◆ **Фрагмент текста**
-- -- --

Две войны было в жизни Валентины Михайловны Гладких: Великая Отечественная, лишившая ее детства, и Афганская, навсегда забравшая у нее Володю, сына.
Лазаревка
– Большая у нас по нынешней жизни была семья: только детей у родителей – семь человек. Мама Евдокия Ильинична только-только оправилась после скоропостижной смерти папы. В 35-м, когда его не стало, Федор, Марфа и Полина были взрослыми, а мы, Сергей, Виктор, Александр и я, все еще в подростках и детях числились. Мне и Сашке, с которым мы – двойняшки, только по пять лет было. Наверное, мне и ему было проще, чем старшим братьям и сестрам: не до конца осознавали тогда всю трагедию, случившуюся в семье.
Как же маме было трудно без папы Михаила Абрамовича, от горя отгораживалась работой и заботой. О нас, детях, и внуках от старших. Летом 1941-го мы планировали расширить дом: купили второй, думали разбирать, чтобы пристроить к нашему трехстенник. Не сложилось. 22 июня из соседнего села Дросково кто-то вернулся из деревенских. Сейчас никто уже не вспомнит, кто из них сказал первым это страшное слово. «Война!» – в Дросково по радио сказали. В Лазаревке радио тогда было еще не в каждом доме, у нас – было. Включили звук: «Война». Я не понимала, что это значит. Только когда заплакала мама, поняла: случилось что-то страшное. Как тогда, когда не стало нашего папы.
Федя был коммунистом, работал заместителем директора Дросковской МТС, его забрали в Красную Армию уже в августе. С нами оставалась его жена с двумя маленьким и детьми: одному было – четыре, другому два года. Сережа тоже работал в МТС, трактористом. И когда началась эвакуация техники, он ушел вместе с тракторами. Фашисты были в Лазаревке 22 ноября, шли колоннами на Русский Брод. Двенадцать лет мне тогда было без малого, а я и сегодня помню лицо каждого из них. И тот страх, который пронизывал все тело, не давая пошевелиться. В декабре в дом ввалились четыре немецких солдата и стали ночевать с нами. Раз шесть, наверное, мы были с ними под одной крышей. А потом фронт вернулся. 25 декабря были бои, мы прятались в подвалах. И получилось так, что половину деревни наши отбили, а во второй ее части хозяйничали фашисты: мы остались под немцем. Больше двух недель мы сидели в погребах. Да, еще до прихода фашистов в деревню вернулся муж сестры Марфы – Афанасий Васильевич Шалимов, он уже воевал, был ранен, и его отпустили домой. Их дом был прямо посередине деревни, а наш – крайний, от русско-бродского большака. Фашисты начали звереть. Марфа потом рассказала. Как погиб ее муж. Дверь погреба, где они скрывались, отворилась где-то 5 января. На оклик к ним поднялся хозяин погреба – и тут же получил пулю. А потом начали выгонять из подвала всех: женщин, стариков, детей. Когда вышли Афанасий Васильевич и отец Виталика Бабаева (долгие годы работал затем редактором свердловской районной газеты – авт.), на них наставили автоматы. Афанасий сказал, что у него трое маленьких детей, но это не подействовало. Его расстреляли. На глазах жены и детей.

-- -- --

◆ **Задание 1**
Какую должность занимал Федор в Дросковской МТС, согласно фрагменту текста?

-- -- --

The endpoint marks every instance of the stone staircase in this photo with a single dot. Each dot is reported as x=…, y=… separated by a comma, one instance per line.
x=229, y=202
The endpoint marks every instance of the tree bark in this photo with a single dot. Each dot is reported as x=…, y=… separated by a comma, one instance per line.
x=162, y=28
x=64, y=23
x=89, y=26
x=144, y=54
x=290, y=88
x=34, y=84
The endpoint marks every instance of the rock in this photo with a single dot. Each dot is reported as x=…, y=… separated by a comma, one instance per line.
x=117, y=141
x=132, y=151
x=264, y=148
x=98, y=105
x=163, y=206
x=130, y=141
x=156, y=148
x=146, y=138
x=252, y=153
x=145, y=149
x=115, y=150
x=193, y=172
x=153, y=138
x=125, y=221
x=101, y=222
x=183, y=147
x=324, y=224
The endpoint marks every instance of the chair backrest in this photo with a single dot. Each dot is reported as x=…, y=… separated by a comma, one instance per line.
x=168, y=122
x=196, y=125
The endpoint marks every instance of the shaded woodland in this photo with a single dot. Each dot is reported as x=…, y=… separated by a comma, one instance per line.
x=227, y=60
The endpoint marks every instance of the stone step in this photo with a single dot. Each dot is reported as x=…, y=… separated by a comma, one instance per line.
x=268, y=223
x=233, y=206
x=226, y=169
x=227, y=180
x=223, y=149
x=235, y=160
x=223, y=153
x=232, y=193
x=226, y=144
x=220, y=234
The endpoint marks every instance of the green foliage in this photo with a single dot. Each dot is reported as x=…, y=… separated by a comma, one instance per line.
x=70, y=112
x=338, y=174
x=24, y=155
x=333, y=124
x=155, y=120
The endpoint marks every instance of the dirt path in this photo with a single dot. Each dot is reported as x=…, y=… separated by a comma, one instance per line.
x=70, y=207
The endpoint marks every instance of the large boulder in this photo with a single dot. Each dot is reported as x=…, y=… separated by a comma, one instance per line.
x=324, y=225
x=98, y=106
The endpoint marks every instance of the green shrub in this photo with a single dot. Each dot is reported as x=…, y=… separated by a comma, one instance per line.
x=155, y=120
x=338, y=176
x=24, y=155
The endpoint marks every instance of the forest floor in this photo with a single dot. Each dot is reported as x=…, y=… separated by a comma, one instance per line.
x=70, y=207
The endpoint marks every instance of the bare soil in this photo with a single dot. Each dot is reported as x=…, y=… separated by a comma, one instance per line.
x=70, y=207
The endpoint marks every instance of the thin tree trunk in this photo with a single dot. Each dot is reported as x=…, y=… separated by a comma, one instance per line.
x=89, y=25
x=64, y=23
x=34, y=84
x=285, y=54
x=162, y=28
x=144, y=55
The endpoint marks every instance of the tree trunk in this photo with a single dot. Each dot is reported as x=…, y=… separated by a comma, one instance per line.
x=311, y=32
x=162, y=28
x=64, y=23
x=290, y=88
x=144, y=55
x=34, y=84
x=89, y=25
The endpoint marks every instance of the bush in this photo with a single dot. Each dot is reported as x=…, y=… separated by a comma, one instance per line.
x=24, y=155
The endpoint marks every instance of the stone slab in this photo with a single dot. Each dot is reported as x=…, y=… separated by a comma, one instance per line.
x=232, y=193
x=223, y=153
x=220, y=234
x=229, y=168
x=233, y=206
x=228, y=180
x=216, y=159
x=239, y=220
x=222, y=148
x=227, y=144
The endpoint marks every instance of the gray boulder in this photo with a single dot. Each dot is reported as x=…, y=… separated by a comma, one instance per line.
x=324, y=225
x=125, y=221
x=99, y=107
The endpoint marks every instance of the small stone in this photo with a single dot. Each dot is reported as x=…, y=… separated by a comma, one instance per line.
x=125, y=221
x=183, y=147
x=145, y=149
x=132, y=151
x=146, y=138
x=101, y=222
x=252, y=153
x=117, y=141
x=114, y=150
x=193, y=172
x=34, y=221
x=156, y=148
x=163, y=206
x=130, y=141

-- -- --

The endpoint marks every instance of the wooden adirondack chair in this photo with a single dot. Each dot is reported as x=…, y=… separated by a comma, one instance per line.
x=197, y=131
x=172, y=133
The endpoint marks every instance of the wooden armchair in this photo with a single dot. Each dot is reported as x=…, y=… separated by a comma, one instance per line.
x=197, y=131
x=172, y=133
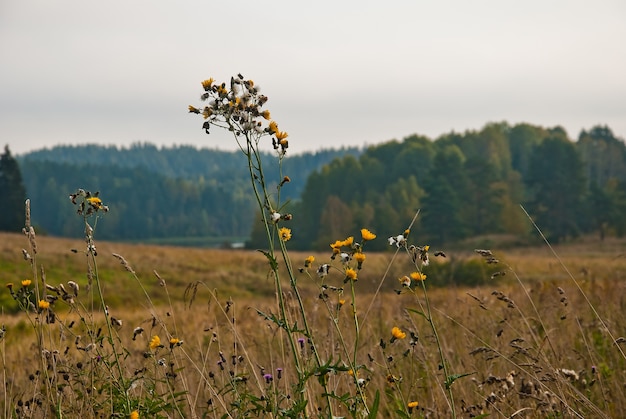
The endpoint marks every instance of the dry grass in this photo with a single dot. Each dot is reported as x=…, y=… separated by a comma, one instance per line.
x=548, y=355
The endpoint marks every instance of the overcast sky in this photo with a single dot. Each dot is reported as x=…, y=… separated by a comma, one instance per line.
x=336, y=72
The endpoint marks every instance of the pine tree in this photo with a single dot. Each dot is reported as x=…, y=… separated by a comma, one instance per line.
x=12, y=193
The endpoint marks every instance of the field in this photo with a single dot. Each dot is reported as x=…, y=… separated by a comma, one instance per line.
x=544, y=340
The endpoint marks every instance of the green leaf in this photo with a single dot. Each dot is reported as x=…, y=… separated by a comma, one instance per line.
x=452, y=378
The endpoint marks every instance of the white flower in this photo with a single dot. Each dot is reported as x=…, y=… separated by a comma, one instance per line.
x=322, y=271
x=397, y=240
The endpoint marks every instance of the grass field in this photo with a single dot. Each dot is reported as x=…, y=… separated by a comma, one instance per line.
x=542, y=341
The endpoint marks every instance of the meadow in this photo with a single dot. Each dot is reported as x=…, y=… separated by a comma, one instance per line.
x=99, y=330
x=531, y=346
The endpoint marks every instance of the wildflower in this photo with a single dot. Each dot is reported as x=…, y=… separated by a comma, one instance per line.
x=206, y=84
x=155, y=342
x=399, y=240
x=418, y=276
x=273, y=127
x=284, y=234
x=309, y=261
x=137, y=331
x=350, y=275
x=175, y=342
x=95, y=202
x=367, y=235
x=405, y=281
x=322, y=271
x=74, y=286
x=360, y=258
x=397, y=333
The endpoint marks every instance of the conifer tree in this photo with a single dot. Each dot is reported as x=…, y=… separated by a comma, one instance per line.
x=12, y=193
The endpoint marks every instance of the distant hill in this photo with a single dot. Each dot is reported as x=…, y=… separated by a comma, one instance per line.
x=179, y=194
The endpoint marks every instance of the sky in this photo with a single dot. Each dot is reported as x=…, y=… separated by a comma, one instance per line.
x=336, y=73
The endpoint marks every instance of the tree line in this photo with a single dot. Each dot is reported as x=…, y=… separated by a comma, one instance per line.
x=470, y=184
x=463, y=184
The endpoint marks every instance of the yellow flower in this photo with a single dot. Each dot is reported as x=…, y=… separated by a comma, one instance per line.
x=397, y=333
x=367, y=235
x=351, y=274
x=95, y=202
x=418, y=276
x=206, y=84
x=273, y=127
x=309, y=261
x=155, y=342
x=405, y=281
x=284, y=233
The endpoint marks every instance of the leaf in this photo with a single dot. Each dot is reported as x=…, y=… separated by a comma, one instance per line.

-- -- --

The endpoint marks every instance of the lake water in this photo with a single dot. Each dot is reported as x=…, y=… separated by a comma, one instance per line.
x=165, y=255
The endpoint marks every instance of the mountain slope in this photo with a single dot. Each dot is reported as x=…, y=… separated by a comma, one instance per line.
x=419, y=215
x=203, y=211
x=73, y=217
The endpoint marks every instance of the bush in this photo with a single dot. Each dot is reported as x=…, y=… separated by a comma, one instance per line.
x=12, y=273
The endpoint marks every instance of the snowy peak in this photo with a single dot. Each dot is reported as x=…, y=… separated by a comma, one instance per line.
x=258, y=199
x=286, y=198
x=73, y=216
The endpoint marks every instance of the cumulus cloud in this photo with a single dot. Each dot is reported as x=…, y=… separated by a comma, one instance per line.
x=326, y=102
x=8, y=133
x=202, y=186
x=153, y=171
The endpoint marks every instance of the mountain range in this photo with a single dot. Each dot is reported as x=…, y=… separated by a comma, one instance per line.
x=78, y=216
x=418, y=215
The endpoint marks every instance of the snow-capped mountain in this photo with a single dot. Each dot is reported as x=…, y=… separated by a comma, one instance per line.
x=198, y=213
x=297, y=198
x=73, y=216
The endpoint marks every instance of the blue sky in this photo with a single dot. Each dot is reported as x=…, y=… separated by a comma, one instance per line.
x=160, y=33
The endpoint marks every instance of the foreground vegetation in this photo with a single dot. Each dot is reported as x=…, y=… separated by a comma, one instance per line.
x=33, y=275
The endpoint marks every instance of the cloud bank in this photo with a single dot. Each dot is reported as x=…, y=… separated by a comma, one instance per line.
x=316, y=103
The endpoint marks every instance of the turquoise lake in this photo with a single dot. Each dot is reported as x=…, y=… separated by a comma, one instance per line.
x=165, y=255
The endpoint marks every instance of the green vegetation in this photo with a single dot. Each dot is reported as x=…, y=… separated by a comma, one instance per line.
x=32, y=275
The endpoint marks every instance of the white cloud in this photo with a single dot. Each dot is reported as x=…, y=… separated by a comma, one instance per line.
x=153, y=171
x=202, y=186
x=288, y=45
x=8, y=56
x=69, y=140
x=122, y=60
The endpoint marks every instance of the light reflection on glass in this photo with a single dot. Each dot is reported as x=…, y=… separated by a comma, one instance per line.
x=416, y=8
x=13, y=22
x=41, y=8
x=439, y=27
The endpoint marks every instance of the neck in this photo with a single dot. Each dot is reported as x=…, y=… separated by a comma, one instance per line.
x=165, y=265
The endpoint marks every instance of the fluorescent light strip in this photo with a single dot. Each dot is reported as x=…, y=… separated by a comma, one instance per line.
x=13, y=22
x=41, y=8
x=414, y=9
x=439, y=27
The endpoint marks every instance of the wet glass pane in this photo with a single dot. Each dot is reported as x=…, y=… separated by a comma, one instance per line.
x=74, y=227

-- -- --

◆ **Задание 2**
Выведите нумерованным списком строки записей, начиная со строки, содержащей «The endpoint marks every instance of the tree line», и заканчивая строкой, содержащей «The endpoint marks every instance of the leaf». Пустые строки пропустите.

◆ **Полный ответ 1**
Он был заместителем директора Дросковской МТС.

◆ **Полный ответ 2**
1. The endpoint marks every instance of the tree line in this photo with a single dot. Each dot is reported as x=…, y=… separated by a comma, one instance per line.
2. x=470, y=184
3. x=463, y=184
4. The endpoint marks every instance of the yellow flower in this photo with a single dot. Each dot is reported as x=…, y=… separated by a comma, one instance per line.
5. x=397, y=333
6. x=367, y=235
7. x=351, y=274
8. x=95, y=202
9. x=418, y=276
10. x=206, y=84
11. x=273, y=127
12. x=309, y=261
13. x=155, y=342
14. x=405, y=281
15. x=284, y=233
16. The endpoint marks every instance of the leaf in this photo with a single dot. Each dot is reported as x=…, y=… separated by a comma, one instance per line.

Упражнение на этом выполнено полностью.